start DATA LINES
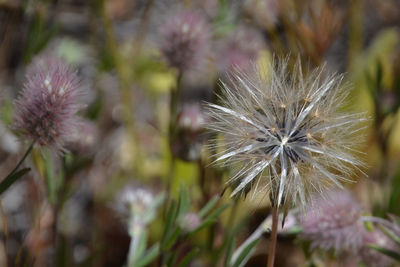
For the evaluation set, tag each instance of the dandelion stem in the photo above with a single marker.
(10, 179)
(22, 159)
(273, 237)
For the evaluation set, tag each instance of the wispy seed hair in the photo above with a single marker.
(284, 133)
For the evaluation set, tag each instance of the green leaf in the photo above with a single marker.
(203, 225)
(169, 223)
(12, 178)
(150, 255)
(218, 211)
(183, 202)
(390, 253)
(245, 254)
(229, 252)
(209, 206)
(390, 234)
(189, 257)
(171, 239)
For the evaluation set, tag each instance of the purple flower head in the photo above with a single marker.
(46, 109)
(186, 38)
(334, 223)
(239, 48)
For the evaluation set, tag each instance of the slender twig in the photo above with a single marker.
(10, 179)
(273, 237)
(5, 230)
(173, 110)
(22, 159)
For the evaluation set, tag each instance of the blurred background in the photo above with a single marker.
(147, 67)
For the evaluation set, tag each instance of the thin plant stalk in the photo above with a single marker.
(173, 110)
(7, 181)
(273, 237)
(22, 159)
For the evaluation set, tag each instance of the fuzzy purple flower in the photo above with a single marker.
(334, 223)
(186, 37)
(46, 109)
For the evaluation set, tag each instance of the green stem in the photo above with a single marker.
(273, 237)
(10, 179)
(22, 159)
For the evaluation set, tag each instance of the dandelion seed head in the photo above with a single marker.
(334, 223)
(284, 133)
(46, 109)
(186, 37)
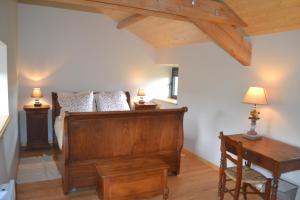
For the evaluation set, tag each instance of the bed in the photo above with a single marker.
(91, 137)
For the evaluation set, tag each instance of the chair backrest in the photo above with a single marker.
(230, 146)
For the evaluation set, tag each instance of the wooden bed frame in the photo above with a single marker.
(92, 137)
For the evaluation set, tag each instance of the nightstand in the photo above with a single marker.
(145, 106)
(37, 126)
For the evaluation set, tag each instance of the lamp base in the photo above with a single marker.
(252, 135)
(141, 102)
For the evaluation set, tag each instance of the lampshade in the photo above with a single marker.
(255, 95)
(36, 93)
(141, 92)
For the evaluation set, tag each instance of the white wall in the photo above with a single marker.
(212, 85)
(9, 143)
(68, 50)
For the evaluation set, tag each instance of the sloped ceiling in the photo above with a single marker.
(262, 17)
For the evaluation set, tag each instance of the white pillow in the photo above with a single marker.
(76, 102)
(112, 101)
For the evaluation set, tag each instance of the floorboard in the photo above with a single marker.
(197, 181)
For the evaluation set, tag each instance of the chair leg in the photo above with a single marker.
(245, 191)
(237, 190)
(223, 186)
(268, 189)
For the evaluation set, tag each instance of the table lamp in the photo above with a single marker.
(141, 94)
(37, 94)
(254, 96)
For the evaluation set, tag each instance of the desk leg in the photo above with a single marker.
(275, 185)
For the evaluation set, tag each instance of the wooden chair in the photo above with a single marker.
(243, 176)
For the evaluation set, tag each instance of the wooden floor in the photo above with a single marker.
(197, 181)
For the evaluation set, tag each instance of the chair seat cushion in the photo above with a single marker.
(248, 175)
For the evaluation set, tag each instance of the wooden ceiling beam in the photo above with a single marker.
(229, 39)
(214, 18)
(130, 20)
(208, 10)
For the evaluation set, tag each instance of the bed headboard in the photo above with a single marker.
(56, 107)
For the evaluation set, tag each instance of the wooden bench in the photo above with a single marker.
(126, 179)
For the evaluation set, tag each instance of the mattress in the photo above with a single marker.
(58, 129)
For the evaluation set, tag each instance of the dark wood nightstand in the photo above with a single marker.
(37, 126)
(145, 106)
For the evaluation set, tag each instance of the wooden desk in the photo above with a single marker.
(278, 157)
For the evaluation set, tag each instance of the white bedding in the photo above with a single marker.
(59, 129)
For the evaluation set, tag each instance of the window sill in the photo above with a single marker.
(4, 121)
(168, 100)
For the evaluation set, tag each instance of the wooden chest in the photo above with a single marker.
(125, 179)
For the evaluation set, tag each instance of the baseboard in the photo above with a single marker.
(206, 162)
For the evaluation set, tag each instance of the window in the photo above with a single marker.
(174, 83)
(4, 111)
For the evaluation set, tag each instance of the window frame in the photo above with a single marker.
(4, 112)
(174, 74)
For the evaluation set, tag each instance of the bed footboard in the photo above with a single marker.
(93, 137)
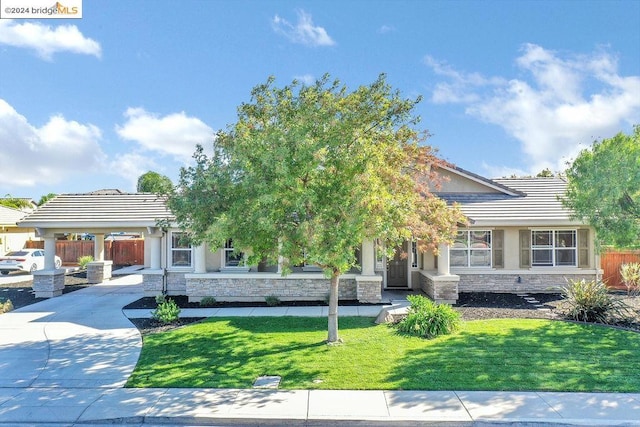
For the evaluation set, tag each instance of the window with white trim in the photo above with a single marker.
(414, 254)
(231, 257)
(471, 248)
(181, 252)
(553, 248)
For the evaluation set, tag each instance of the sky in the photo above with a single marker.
(507, 87)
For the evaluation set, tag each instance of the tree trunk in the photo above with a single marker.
(333, 308)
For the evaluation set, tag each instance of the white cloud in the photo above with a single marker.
(47, 41)
(560, 105)
(175, 134)
(48, 154)
(303, 32)
(131, 165)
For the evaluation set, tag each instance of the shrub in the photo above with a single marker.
(208, 302)
(6, 306)
(591, 302)
(428, 319)
(167, 312)
(84, 260)
(631, 277)
(272, 300)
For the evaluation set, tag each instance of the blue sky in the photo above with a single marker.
(508, 87)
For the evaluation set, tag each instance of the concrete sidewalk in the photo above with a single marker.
(64, 361)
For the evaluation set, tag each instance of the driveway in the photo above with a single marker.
(78, 340)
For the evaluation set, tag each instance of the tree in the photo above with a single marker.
(308, 172)
(44, 199)
(153, 182)
(604, 188)
(15, 202)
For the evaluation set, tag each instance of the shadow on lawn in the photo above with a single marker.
(557, 356)
(231, 352)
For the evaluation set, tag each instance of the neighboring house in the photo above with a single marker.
(13, 238)
(519, 238)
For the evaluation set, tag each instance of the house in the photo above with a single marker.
(519, 238)
(13, 238)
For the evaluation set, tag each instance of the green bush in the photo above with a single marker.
(427, 319)
(591, 302)
(6, 306)
(166, 312)
(208, 302)
(272, 300)
(84, 260)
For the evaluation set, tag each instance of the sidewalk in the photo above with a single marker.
(64, 361)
end DATA LINES
▶ _WHAT THE EXERCISE ASKS_
Using the data above, print every line exactly, omitting pictures.

▶ _TASK RESPONSE_
For the evaluation set, tag each instance of the dandelion stem in the photo above with a single marker.
(10, 179)
(22, 159)
(273, 237)
For the evaluation set, tag each instance of the wispy seed hair in the photo above with a single marker.
(284, 133)
For the evaluation set, tag each instance of the green leaf in the photo above with a single marker.
(203, 225)
(169, 223)
(12, 178)
(150, 255)
(218, 211)
(183, 202)
(390, 253)
(245, 254)
(229, 252)
(209, 206)
(390, 234)
(189, 257)
(171, 239)
For the evaluation set, tag each instance of the purple flower head in the photo above with a single marker.
(46, 109)
(186, 38)
(334, 223)
(239, 48)
For the evaluation set, tag each instance of the slender twig in the photo above with a single marker.
(10, 179)
(273, 237)
(5, 230)
(173, 110)
(22, 159)
For the evaluation set, tag each instance of the blurred background in the photo above with a single marker.
(147, 67)
For the evaluation set, tag each instance of the thin plant stalk in the photo above with a single marker.
(173, 110)
(7, 181)
(273, 237)
(22, 159)
For the evaluation set, tag each instance of the fuzzy purple flower in the photo above with a single marker.
(334, 223)
(186, 37)
(46, 109)
For the evaluation set, tag each instance of the green stem in the photo above with a single marker.
(273, 237)
(10, 179)
(22, 159)
For the evaluation set, tag each instance of the dandelion seed head in the photo above with a single marker.
(334, 223)
(284, 133)
(46, 109)
(186, 37)
For the evaluation set, tag each instance of the bed in the photo above with a single marker.
(91, 137)
For the evaluation set, tag each instance of the chair backrest in the photo above with a single marker.
(230, 146)
For the evaluation set, tag each instance of the wooden bed frame in the photo above with a single marker.
(92, 137)
For the evaluation set, tag each instance of the nightstand in the photo above with a single marker.
(145, 106)
(37, 126)
For the evaluation set, tag each instance of the lamp base in the photo above with a single marker.
(252, 135)
(141, 102)
For the evaluation set, tag each instance of the lampshade in the photo above with a single marker.
(255, 95)
(36, 93)
(141, 92)
For the evaluation set, tag each instance of the white wall in the photo above with a single marker.
(212, 85)
(9, 143)
(68, 50)
For the evaluation set, tag each instance of the sloped ceiling in the photo above with a single marker.
(262, 17)
For the evaluation set, tag each instance of the white pillow in the photo above with a single marker.
(76, 102)
(112, 101)
For the evaluation set, tag each instance of the floorboard in the photo above with a single marker.
(197, 181)
For the evaluation set, tag each instance of the chair leg in the photo above with a single marker.
(245, 191)
(237, 190)
(223, 186)
(268, 189)
For the evaluation set, tag each instance of the table lamp in the photo above with a single marker.
(141, 94)
(37, 94)
(254, 96)
For the evaluation set, tag each instance of the desk leg in the photo above with a single marker.
(275, 185)
For the evaluation set, tag each instance of the wooden chair in the photo above with a single marker.
(243, 176)
For the evaluation set, tag each instance of the wooden floor in the photo above with a single marker.
(197, 181)
For the evaluation set, tag each instance of the chair seat cushion in the photo above with a single marker.
(248, 175)
For the evaluation set, tag each instance of the wooden ceiling beam in the photo above with a single marker.
(229, 39)
(214, 18)
(130, 20)
(208, 10)
For the evaluation set, tag each instance of the bed headboard in the photo above with a single marker.
(56, 107)
For the evaluation set, tag each instance of the wooden bench in the photo above with a single marker.
(126, 179)
For the evaluation set, tag each instance of the mattress in the photo above with a single marker.
(58, 129)
For the evaluation set, tag each instance of the dark wood nightstand in the photo above with a single marker.
(37, 126)
(145, 106)
For the evaluation set, tag each instance of the wooden desk in the photo above with a single marker.
(278, 157)
For the evaluation set, tag each instance of the white bedding in the photo above with a single marker.
(59, 129)
For the evaluation set, tag each instance of the window sill in the photo above with a single marker.
(4, 121)
(168, 100)
For the evaluation set, tag each instance of the wooden chest in the photo above with a single marker.
(125, 179)
For the evaluation set, tag each instance of the baseboard in the photo above with a single marker.
(206, 162)
For the evaluation set, tag each instance of the window in the photo above with a single marker.
(174, 83)
(4, 111)
For the evaluation set, tag each instance of the window frame in the photo above with a single marker.
(4, 112)
(174, 74)
For the evaluation set, tag each instance of the bed footboard in the photo above with a single marker.
(93, 137)
For the evaluation set, tag each instance of the window with white trim in the photo above with a single marker.
(414, 254)
(231, 257)
(471, 248)
(181, 252)
(553, 248)
For the evaluation set, tag each instance of the sky in the photo above with a single marker.
(507, 87)
For the evaluation set, tag each instance of the tree trunk in the photo above with a single marker.
(333, 308)
For the evaluation set, tag each instance of the white cloud in the photo above with a single marker.
(47, 41)
(560, 105)
(175, 134)
(48, 154)
(303, 32)
(131, 165)
For the evaluation set, tag each instance of the shrub in the photo above with a single marker.
(208, 302)
(6, 306)
(591, 302)
(428, 319)
(167, 312)
(84, 260)
(631, 277)
(272, 300)
For the evaluation set, tag each instance of the blue sky in the photo above with a single marker.
(508, 87)
For the evaluation set, tag each instance of the concrete sidewalk in the photo above with a single marker.
(64, 361)
For the evaluation set, tag each instance of the driveway in the photo above with a single marker.
(78, 340)
For the evaluation set, tag each instance of the tree in the photo above with a single marker.
(308, 172)
(44, 199)
(153, 182)
(604, 188)
(15, 202)
For the evaluation set, tag each instance of the shadow on lawn in the photo above with a single marker.
(557, 356)
(231, 352)
For the evaluation set, tag each instance of the neighboring house in the photo above with a single marker.
(13, 238)
(519, 238)
For the evaluation set, tag each instance of the house in the photo above with a single marker.
(519, 238)
(13, 238)
For the evaluation set, tag each instance of the green bush in the photo above with a single marker.
(427, 319)
(591, 302)
(6, 306)
(166, 312)
(208, 302)
(272, 300)
(84, 260)
For the evaluation set, tag each instance of the sidewalk in the photo above with a single marker.
(64, 361)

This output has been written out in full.